Bayerischer Verwaltungsgerichtshof Beschluss, 21. Mai 2015 - 11 ZB 15.50009

bei uns veröffentlicht am21.05.2015
vorgehend
Verwaltungsgericht Augsburg, Au 2 K 14.30139, 04.12.2014

Gericht

Bayerischer Verwaltungsgerichtshof

Tenor

I.

Der Antrag auf Zulassung der Berufung wird abgelehnt.

II.

Die Beklagte hat die Kosten des Verfahrens zu tragen.

Gerichtskosten werden nicht erhoben.

Gründe

Der Antrag auf Zulassung der Berufung hat keinen Erfolg. Aus der Antragsbegründung ergibt sich kein Verfahrensmangel durch Fehlen der Entscheidungsgründe (§ 78 Abs. 3 Nr. 3 AsylVfG i. V. m. § 138 Nr. 6 VwGO) oder durch Verletzung des rechtlichen Gehörs (§ 78 Abs. 3 Nr. 3 AsylVfG i. V. m. § 138 Nr. 3 VwGO).

[Gespeicherte Dateneinträge]
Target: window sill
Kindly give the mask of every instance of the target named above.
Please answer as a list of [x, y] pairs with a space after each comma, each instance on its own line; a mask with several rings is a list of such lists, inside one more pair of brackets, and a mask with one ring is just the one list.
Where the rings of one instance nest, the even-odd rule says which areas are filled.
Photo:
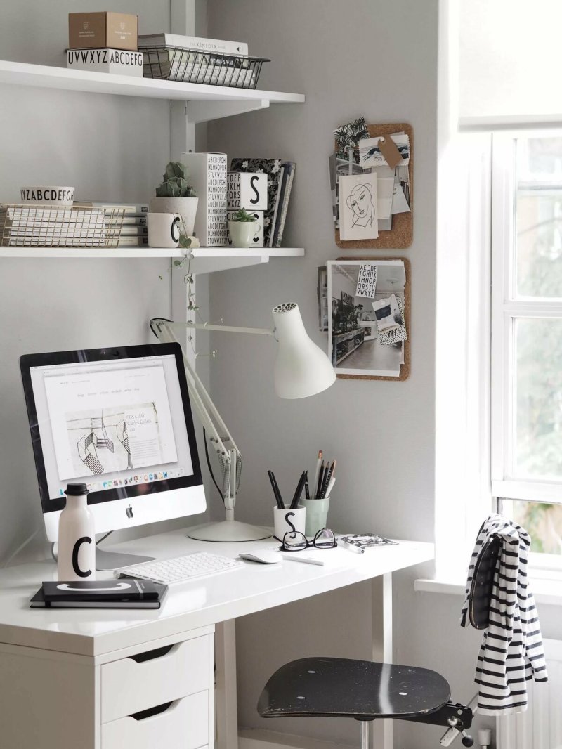
[[[466, 585], [457, 580], [421, 579], [415, 581], [414, 587], [421, 592], [464, 595]], [[562, 576], [546, 577], [537, 571], [536, 576], [531, 575], [531, 589], [537, 604], [562, 606]]]

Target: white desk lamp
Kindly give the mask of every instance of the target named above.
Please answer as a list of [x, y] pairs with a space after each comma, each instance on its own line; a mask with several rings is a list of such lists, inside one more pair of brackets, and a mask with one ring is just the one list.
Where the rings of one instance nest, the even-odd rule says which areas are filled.
[[[275, 392], [280, 398], [306, 398], [321, 392], [333, 384], [336, 380], [333, 367], [324, 352], [306, 335], [298, 305], [292, 302], [280, 304], [274, 308], [272, 313], [274, 322], [273, 330], [210, 325], [208, 323], [175, 323], [162, 318], [151, 320], [151, 327], [157, 338], [163, 342], [177, 342], [174, 330], [185, 330], [187, 328], [272, 336], [278, 345], [274, 380]], [[208, 432], [210, 441], [223, 468], [222, 494], [226, 509], [226, 520], [194, 529], [190, 533], [190, 538], [200, 541], [230, 542], [267, 539], [271, 534], [266, 528], [240, 523], [234, 519], [242, 456], [185, 353], [184, 363], [192, 404]], [[229, 449], [225, 446], [225, 442], [229, 442]]]

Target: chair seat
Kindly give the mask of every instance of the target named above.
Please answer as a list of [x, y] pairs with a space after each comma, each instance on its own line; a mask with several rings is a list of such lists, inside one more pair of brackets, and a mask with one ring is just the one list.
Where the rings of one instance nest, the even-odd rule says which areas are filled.
[[260, 695], [258, 712], [262, 718], [406, 718], [434, 712], [450, 697], [447, 680], [426, 668], [305, 658], [275, 672]]

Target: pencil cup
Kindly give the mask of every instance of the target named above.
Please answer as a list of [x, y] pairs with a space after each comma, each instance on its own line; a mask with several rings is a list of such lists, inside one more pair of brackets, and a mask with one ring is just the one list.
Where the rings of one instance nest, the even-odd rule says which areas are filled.
[[283, 540], [285, 533], [304, 533], [306, 509], [302, 505], [291, 510], [289, 507], [280, 509], [274, 507], [274, 528], [280, 541]]
[[302, 500], [301, 502], [306, 509], [305, 533], [306, 536], [314, 536], [319, 530], [326, 527], [330, 497], [326, 497], [323, 500]]

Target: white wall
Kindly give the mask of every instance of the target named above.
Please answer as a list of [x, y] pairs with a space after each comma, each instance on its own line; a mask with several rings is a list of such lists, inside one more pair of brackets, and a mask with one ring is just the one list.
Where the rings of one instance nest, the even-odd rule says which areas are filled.
[[[289, 491], [305, 464], [311, 467], [322, 448], [338, 460], [330, 525], [431, 541], [437, 0], [209, 0], [208, 9], [210, 36], [247, 40], [251, 53], [271, 58], [264, 66], [260, 88], [306, 94], [303, 106], [272, 107], [209, 127], [211, 150], [297, 163], [283, 243], [306, 249], [302, 260], [274, 261], [263, 268], [214, 277], [214, 317], [262, 326], [275, 303], [293, 300], [314, 339], [326, 345], [316, 331], [316, 267], [352, 254], [339, 250], [333, 240], [327, 163], [333, 130], [360, 115], [372, 123], [410, 122], [414, 130], [414, 243], [402, 252], [376, 253], [407, 256], [412, 264], [411, 375], [403, 383], [341, 380], [315, 398], [281, 401], [273, 392], [269, 373], [274, 352], [268, 342], [215, 337], [220, 355], [211, 372], [214, 397], [244, 455], [238, 515], [271, 522], [267, 469], [274, 469], [282, 490]], [[474, 650], [470, 652], [468, 643], [474, 646], [474, 640], [458, 631], [460, 601], [434, 601], [414, 592], [414, 579], [430, 573], [428, 565], [395, 576], [395, 660], [441, 667], [457, 688], [459, 699], [469, 699]], [[280, 643], [269, 636], [267, 616], [238, 622], [243, 724], [356, 742], [352, 721], [265, 724], [256, 712], [257, 697], [271, 670], [301, 651], [369, 657], [369, 590], [357, 586], [324, 601], [315, 613], [312, 604], [278, 612], [275, 626], [285, 633]], [[396, 746], [416, 749], [434, 747], [440, 735], [438, 729], [407, 725], [397, 727], [396, 733]]]
[[559, 0], [459, 1], [460, 116], [562, 115]]
[[[98, 0], [4, 0], [0, 56], [64, 64], [69, 10], [106, 9]], [[141, 31], [169, 27], [169, 0], [121, 0], [119, 10], [139, 13]], [[154, 194], [170, 156], [169, 102], [11, 85], [0, 97], [0, 201], [34, 183], [74, 185], [78, 200]], [[19, 357], [154, 339], [148, 319], [170, 312], [169, 267], [166, 259], [1, 261], [0, 564], [43, 523]], [[46, 550], [41, 533], [18, 561]]]

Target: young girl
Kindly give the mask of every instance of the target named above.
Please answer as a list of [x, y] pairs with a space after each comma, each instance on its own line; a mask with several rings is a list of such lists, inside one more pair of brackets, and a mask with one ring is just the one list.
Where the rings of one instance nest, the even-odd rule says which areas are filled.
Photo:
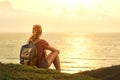
[[[59, 60], [59, 50], [55, 49], [49, 43], [44, 40], [40, 39], [40, 36], [42, 34], [42, 28], [40, 25], [33, 25], [32, 35], [29, 38], [28, 42], [32, 41], [36, 43], [37, 47], [37, 60], [36, 60], [36, 66], [38, 68], [49, 68], [50, 65], [53, 63], [56, 70], [59, 72], [61, 71], [60, 67], [60, 60]], [[48, 55], [46, 54], [46, 50], [50, 50], [51, 53]]]

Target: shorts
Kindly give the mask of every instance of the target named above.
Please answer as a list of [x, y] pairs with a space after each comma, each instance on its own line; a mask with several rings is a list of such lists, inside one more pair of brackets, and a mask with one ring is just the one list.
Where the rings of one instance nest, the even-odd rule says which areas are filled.
[[40, 65], [41, 68], [48, 68], [48, 62], [46, 61], [44, 64]]

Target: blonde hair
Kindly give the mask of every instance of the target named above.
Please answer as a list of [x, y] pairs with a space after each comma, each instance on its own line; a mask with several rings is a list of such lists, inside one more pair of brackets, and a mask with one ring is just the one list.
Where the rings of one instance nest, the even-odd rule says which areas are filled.
[[42, 27], [41, 25], [33, 25], [33, 29], [32, 29], [32, 35], [29, 38], [28, 42], [30, 41], [35, 41], [37, 39], [39, 39], [39, 36], [42, 34]]

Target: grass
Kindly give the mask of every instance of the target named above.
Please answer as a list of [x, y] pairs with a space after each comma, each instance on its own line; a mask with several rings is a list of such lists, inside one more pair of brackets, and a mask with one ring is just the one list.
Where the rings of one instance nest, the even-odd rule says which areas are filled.
[[0, 80], [98, 80], [82, 74], [65, 74], [51, 69], [33, 69], [20, 64], [0, 63]]
[[51, 69], [0, 63], [0, 80], [120, 80], [120, 65], [67, 74]]

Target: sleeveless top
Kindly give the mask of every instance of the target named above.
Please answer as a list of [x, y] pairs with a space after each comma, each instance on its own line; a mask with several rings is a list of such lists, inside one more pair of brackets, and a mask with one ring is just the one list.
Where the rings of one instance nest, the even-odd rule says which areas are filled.
[[37, 47], [36, 66], [40, 68], [47, 62], [45, 49], [49, 44], [47, 41], [40, 39], [40, 41], [35, 45]]

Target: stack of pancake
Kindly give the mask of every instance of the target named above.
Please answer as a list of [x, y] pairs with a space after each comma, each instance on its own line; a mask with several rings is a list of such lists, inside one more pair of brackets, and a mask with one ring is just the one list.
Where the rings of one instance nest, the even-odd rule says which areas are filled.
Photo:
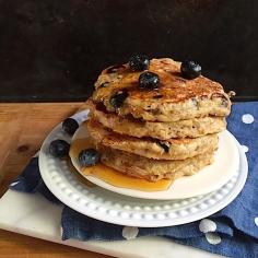
[[87, 129], [101, 161], [151, 181], [194, 175], [213, 162], [230, 97], [202, 75], [185, 79], [180, 62], [168, 58], [150, 60], [148, 71], [159, 75], [157, 89], [139, 87], [144, 71], [128, 63], [98, 77]]

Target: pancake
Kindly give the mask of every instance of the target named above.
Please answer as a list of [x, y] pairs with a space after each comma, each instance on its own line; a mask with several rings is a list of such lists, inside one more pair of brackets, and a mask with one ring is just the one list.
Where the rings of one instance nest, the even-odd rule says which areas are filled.
[[213, 162], [213, 152], [207, 152], [184, 161], [157, 161], [124, 151], [98, 146], [102, 163], [129, 176], [156, 181], [190, 176]]
[[87, 129], [96, 143], [155, 160], [184, 160], [218, 148], [216, 133], [195, 139], [169, 139], [166, 141], [151, 138], [134, 138], [106, 129], [98, 121], [90, 119]]
[[[168, 58], [152, 59], [149, 71], [159, 74], [160, 87], [141, 90], [141, 72], [133, 72], [128, 63], [105, 69], [95, 83], [93, 101], [103, 103], [108, 112], [119, 116], [132, 115], [148, 121], [178, 121], [206, 116], [227, 116], [231, 101], [223, 86], [206, 77], [187, 80], [180, 74], [180, 62]], [[119, 91], [127, 97], [119, 108], [110, 98]]]
[[210, 133], [218, 133], [226, 128], [224, 117], [208, 116], [171, 122], [143, 121], [133, 117], [117, 116], [116, 113], [107, 113], [105, 108], [97, 108], [91, 101], [87, 104], [92, 117], [104, 127], [120, 134], [137, 138], [150, 137], [160, 140], [198, 138]]

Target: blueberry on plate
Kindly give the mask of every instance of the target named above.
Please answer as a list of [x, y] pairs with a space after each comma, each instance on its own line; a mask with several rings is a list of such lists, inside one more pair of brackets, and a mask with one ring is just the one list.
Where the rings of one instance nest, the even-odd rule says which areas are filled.
[[95, 149], [82, 150], [79, 154], [79, 162], [82, 166], [96, 165], [101, 160], [99, 153]]
[[128, 97], [128, 92], [126, 91], [118, 91], [117, 93], [115, 93], [112, 97], [110, 97], [110, 105], [114, 108], [119, 108], [122, 106], [124, 102], [126, 101], [126, 98]]
[[184, 78], [195, 79], [201, 75], [201, 66], [195, 61], [184, 61], [180, 71]]
[[75, 119], [69, 117], [62, 122], [62, 130], [68, 134], [72, 136], [77, 129], [79, 128], [79, 124]]
[[49, 152], [55, 157], [64, 157], [69, 154], [70, 144], [63, 140], [55, 140], [49, 145]]
[[129, 59], [129, 67], [132, 71], [143, 71], [150, 66], [150, 59], [145, 55], [137, 55]]
[[145, 90], [159, 89], [160, 78], [154, 72], [143, 72], [139, 77], [139, 87]]

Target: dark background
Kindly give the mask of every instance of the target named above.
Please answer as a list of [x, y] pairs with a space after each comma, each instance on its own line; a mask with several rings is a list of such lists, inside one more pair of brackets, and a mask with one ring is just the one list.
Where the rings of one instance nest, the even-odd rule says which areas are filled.
[[136, 52], [197, 60], [258, 99], [257, 51], [256, 0], [0, 0], [0, 102], [84, 101]]

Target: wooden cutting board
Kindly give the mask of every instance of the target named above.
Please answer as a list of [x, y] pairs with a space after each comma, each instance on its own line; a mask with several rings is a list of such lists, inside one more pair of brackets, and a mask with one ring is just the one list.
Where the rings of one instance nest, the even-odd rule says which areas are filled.
[[[63, 118], [83, 108], [83, 103], [0, 104], [0, 197], [21, 173], [45, 137]], [[47, 243], [48, 257], [107, 257]], [[0, 230], [0, 256], [15, 250], [24, 257], [42, 257], [46, 243]], [[13, 254], [14, 255], [14, 254]]]

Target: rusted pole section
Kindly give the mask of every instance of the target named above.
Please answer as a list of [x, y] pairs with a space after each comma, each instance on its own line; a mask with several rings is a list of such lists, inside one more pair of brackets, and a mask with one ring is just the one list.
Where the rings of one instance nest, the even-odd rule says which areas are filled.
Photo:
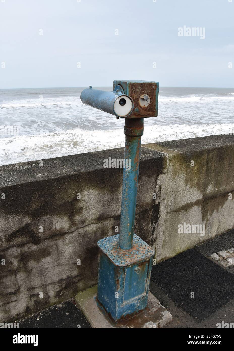
[[137, 203], [140, 145], [144, 131], [144, 118], [125, 119], [124, 158], [130, 169], [123, 169], [120, 220], [119, 246], [124, 250], [132, 247]]

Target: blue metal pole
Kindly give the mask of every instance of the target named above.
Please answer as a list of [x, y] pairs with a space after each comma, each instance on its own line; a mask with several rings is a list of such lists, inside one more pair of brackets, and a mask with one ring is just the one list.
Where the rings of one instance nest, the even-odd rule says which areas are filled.
[[[123, 169], [119, 233], [119, 246], [124, 250], [132, 247], [134, 231], [139, 171], [140, 144], [144, 118], [126, 119], [124, 158], [130, 164]], [[130, 164], [131, 162], [131, 164]], [[126, 164], [125, 164], [126, 165]]]

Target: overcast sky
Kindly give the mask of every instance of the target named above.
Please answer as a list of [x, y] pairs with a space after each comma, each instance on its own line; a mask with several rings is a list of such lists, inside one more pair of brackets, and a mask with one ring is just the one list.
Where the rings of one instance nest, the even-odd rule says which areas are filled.
[[234, 0], [0, 0], [0, 88], [233, 87], [234, 19]]

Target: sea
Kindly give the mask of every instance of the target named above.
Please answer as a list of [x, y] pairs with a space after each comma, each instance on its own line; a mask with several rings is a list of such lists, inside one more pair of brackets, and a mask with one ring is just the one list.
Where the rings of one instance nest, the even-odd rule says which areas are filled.
[[[0, 90], [0, 165], [124, 146], [124, 119], [84, 105], [83, 88]], [[234, 117], [234, 88], [160, 87], [142, 144], [232, 134]]]

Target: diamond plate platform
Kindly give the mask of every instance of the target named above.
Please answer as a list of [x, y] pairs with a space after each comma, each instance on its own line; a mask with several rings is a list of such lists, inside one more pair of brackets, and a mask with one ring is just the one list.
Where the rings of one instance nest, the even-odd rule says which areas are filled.
[[99, 240], [97, 246], [108, 256], [115, 266], [126, 266], [147, 261], [155, 253], [149, 245], [136, 235], [133, 235], [132, 246], [129, 250], [119, 247], [119, 235], [105, 238]]

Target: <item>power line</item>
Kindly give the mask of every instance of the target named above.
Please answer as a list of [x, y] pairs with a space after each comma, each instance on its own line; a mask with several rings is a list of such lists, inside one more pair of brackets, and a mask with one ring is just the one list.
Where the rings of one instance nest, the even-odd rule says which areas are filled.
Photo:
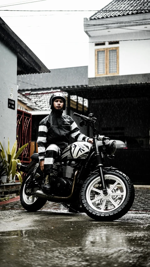
[[100, 26], [101, 25], [100, 25], [99, 26], [99, 27], [100, 27], [100, 28], [99, 28], [99, 29], [98, 29], [97, 30], [98, 30], [98, 29], [101, 29], [104, 27], [108, 29], [122, 29], [123, 30], [131, 30], [133, 31], [142, 31], [143, 32], [150, 32], [150, 31], [149, 31], [148, 30], [141, 30], [138, 29], [130, 29], [129, 28], [121, 28], [120, 27], [114, 27], [112, 26], [104, 26], [104, 25], [102, 26], [102, 27], [100, 27]]
[[109, 25], [110, 24], [112, 24], [112, 25], [116, 25], [116, 24], [130, 24], [131, 23], [133, 24], [135, 24], [136, 23], [150, 23], [150, 21], [141, 21], [141, 22], [136, 22], [135, 21], [134, 22], [133, 21], [130, 21], [129, 22], [117, 22], [117, 23], [114, 23], [112, 22], [112, 21], [111, 21], [112, 22], [112, 23], [104, 23], [103, 24], [84, 24], [83, 25], [84, 26], [86, 26], [87, 25], [88, 26], [101, 26], [101, 25]]
[[[35, 1], [33, 2], [29, 2], [29, 3], [24, 3], [25, 4], [27, 3], [34, 3], [34, 2], [39, 2], [40, 1], [46, 1], [47, 0], [39, 0], [38, 1]], [[23, 4], [18, 4], [21, 5]], [[116, 11], [118, 12], [122, 12], [123, 11], [123, 12], [126, 11], [132, 11], [133, 12], [134, 12], [135, 11], [149, 11], [150, 12], [150, 8], [147, 8], [146, 9], [120, 9], [120, 10], [9, 10], [8, 9], [5, 9], [5, 10], [1, 10], [0, 11], [24, 11], [24, 12], [75, 12], [76, 11], [80, 11], [81, 12], [87, 12], [87, 11], [90, 11], [90, 12], [93, 12], [93, 11], [97, 11], [98, 12], [114, 12]]]
[[[36, 1], [32, 1], [32, 2], [27, 2], [26, 3], [20, 3], [18, 4], [15, 4], [9, 5], [7, 6], [0, 6], [0, 8], [4, 8], [5, 7], [10, 7], [12, 6], [17, 6], [18, 5], [23, 5], [24, 4], [30, 4], [30, 3], [35, 3], [36, 2], [41, 2], [42, 1], [47, 1], [47, 0], [37, 0]], [[24, 2], [24, 1], [23, 1]], [[8, 11], [8, 10], [4, 10], [4, 11]], [[8, 10], [9, 11], [9, 10]], [[13, 10], [10, 10], [10, 11], [13, 11]], [[17, 10], [16, 10], [17, 11]], [[20, 11], [20, 10], [19, 10]]]
[[[118, 42], [126, 42], [128, 41], [142, 41], [144, 40], [150, 40], [150, 38], [146, 38], [145, 39], [128, 39], [128, 40], [117, 40], [117, 41]], [[116, 40], [115, 40], [116, 41]], [[101, 41], [92, 41], [92, 42], [62, 42], [62, 43], [63, 44], [89, 44], [89, 43], [94, 43], [95, 44], [96, 44], [97, 43], [103, 43], [106, 42], [112, 42], [112, 40], [107, 40], [106, 41], [105, 40], [101, 40]], [[53, 42], [54, 42], [55, 41], [54, 41]], [[50, 43], [26, 43], [26, 44], [52, 44], [52, 42], [51, 42]]]

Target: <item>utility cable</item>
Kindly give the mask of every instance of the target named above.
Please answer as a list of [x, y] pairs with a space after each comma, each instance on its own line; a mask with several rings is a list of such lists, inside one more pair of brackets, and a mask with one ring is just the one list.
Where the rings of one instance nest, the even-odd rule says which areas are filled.
[[[128, 39], [128, 40], [118, 40], [117, 41], [118, 42], [126, 42], [127, 41], [142, 41], [145, 40], [150, 40], [150, 38], [146, 38], [145, 39]], [[115, 40], [116, 41], [116, 40]], [[94, 43], [96, 44], [98, 43], [104, 43], [106, 42], [113, 42], [112, 40], [101, 40], [100, 41], [97, 41], [92, 42], [62, 42], [62, 44], [89, 44], [89, 43]], [[53, 42], [53, 43], [54, 42]], [[27, 43], [26, 44], [52, 44], [52, 42], [50, 43]]]
[[[7, 6], [0, 6], [0, 8], [5, 8], [5, 7], [10, 7], [12, 6], [17, 6], [18, 5], [23, 5], [24, 4], [30, 4], [30, 3], [35, 3], [36, 2], [41, 2], [42, 1], [47, 1], [47, 0], [37, 0], [36, 1], [32, 1], [32, 2], [27, 2], [26, 3], [20, 3], [18, 4], [15, 4], [9, 5]], [[14, 10], [4, 10], [4, 11], [14, 11]], [[16, 10], [17, 11], [17, 10]], [[19, 11], [20, 11], [19, 10]]]
[[[40, 2], [40, 1], [47, 1], [47, 0], [39, 0], [39, 1], [34, 1], [33, 2], [29, 2], [29, 3], [24, 3], [28, 4], [28, 3], [33, 3], [34, 2]], [[20, 5], [20, 4], [18, 4]], [[0, 8], [1, 8], [1, 7], [3, 8], [3, 7], [0, 7]], [[150, 12], [150, 8], [147, 8], [146, 9], [128, 9], [128, 9], [124, 9], [124, 10], [120, 9], [120, 10], [99, 10], [99, 11], [98, 11], [98, 10], [9, 10], [8, 9], [5, 9], [5, 10], [3, 10], [2, 9], [1, 10], [0, 10], [0, 11], [21, 11], [21, 12], [24, 11], [24, 12], [78, 12], [78, 11], [80, 11], [80, 12], [85, 12], [85, 11], [86, 12], [87, 11], [90, 11], [91, 12], [93, 12], [93, 12], [94, 12], [94, 11], [98, 11], [98, 12], [116, 12], [116, 11], [118, 11], [118, 12], [121, 12], [121, 11], [122, 11], [123, 12], [126, 12], [126, 11], [132, 11], [133, 12], [135, 12], [135, 11], [149, 11]], [[93, 15], [93, 16], [94, 16], [94, 14]], [[90, 20], [92, 20], [91, 19]]]

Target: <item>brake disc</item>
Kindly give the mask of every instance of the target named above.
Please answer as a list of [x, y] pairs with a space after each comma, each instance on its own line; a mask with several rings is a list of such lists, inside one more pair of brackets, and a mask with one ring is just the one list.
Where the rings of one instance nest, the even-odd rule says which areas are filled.
[[[110, 189], [111, 186], [109, 188], [109, 189]], [[118, 188], [118, 187], [115, 187], [114, 188], [113, 188], [113, 190], [112, 191], [112, 193], [115, 193], [117, 192], [117, 193], [120, 193], [120, 191]], [[99, 193], [98, 195], [95, 194], [95, 199], [96, 199], [97, 198], [100, 197], [101, 195], [101, 193]], [[121, 195], [118, 195], [118, 196], [111, 196], [112, 198], [113, 199], [113, 201], [115, 202], [117, 206], [119, 204], [119, 203], [120, 202], [121, 200]], [[97, 206], [98, 206], [98, 207], [99, 207], [102, 208], [102, 203], [103, 203], [103, 201], [104, 200], [104, 199], [102, 198], [101, 199], [99, 199], [97, 201], [95, 201], [95, 203], [97, 204]], [[94, 203], [93, 203], [93, 205], [94, 206]], [[105, 205], [105, 209], [111, 209], [113, 208], [114, 208], [114, 205], [112, 204], [112, 202], [111, 202], [110, 200], [109, 199], [107, 199], [106, 201], [106, 204]]]

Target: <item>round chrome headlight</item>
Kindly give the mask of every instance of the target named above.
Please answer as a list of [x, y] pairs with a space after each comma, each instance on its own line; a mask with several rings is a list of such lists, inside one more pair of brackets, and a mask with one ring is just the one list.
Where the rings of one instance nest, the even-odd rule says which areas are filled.
[[112, 156], [116, 152], [117, 148], [116, 142], [114, 140], [111, 140], [108, 146], [108, 155]]

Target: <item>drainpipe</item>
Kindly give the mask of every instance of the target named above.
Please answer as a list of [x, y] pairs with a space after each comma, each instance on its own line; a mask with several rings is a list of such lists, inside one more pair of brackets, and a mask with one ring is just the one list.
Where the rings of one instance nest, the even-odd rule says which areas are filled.
[[68, 97], [67, 100], [67, 113], [69, 116], [70, 115], [70, 95], [68, 93]]

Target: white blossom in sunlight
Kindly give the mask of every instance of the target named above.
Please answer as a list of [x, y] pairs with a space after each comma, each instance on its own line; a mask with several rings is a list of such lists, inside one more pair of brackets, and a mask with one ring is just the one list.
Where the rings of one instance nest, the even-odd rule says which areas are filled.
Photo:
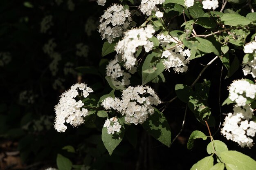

**Arbeitsaufträge**:
(1) Formulieren Sie den Abschnitt des Beschlusses, der mit den Worten „Der Antrag auf Zulassung der Berufung hat“ beginnt und mit „Nr. 3 VwGO).“ endet, neu, wobei „Antragsbegründung“ durch „Begründung des Antrags“ ersetzt wird.
(2) Wer hat laut dem Beschluss die Kosten des Verfahrens zu tragen?

**Lösungen**:
(1)
Der Antrag auf Zulassung der Berufung hat keinen Erfolg. Aus der Begründung des Antrags ergibt sich kein Verfahrensmangel durch Fehlen der Entscheidungsgründe (§ 78 Abs. 3 Nr. 3 AsylVfG i. V. m. § 138 Nr. 6 VwGO) oder durch Verletzung des rechtlichen Gehörs (§ 78 Abs. 3 Nr. 3 AsylVfG i. V. m. § 138 Nr. 3 VwGO).

(2) Die Beklagte.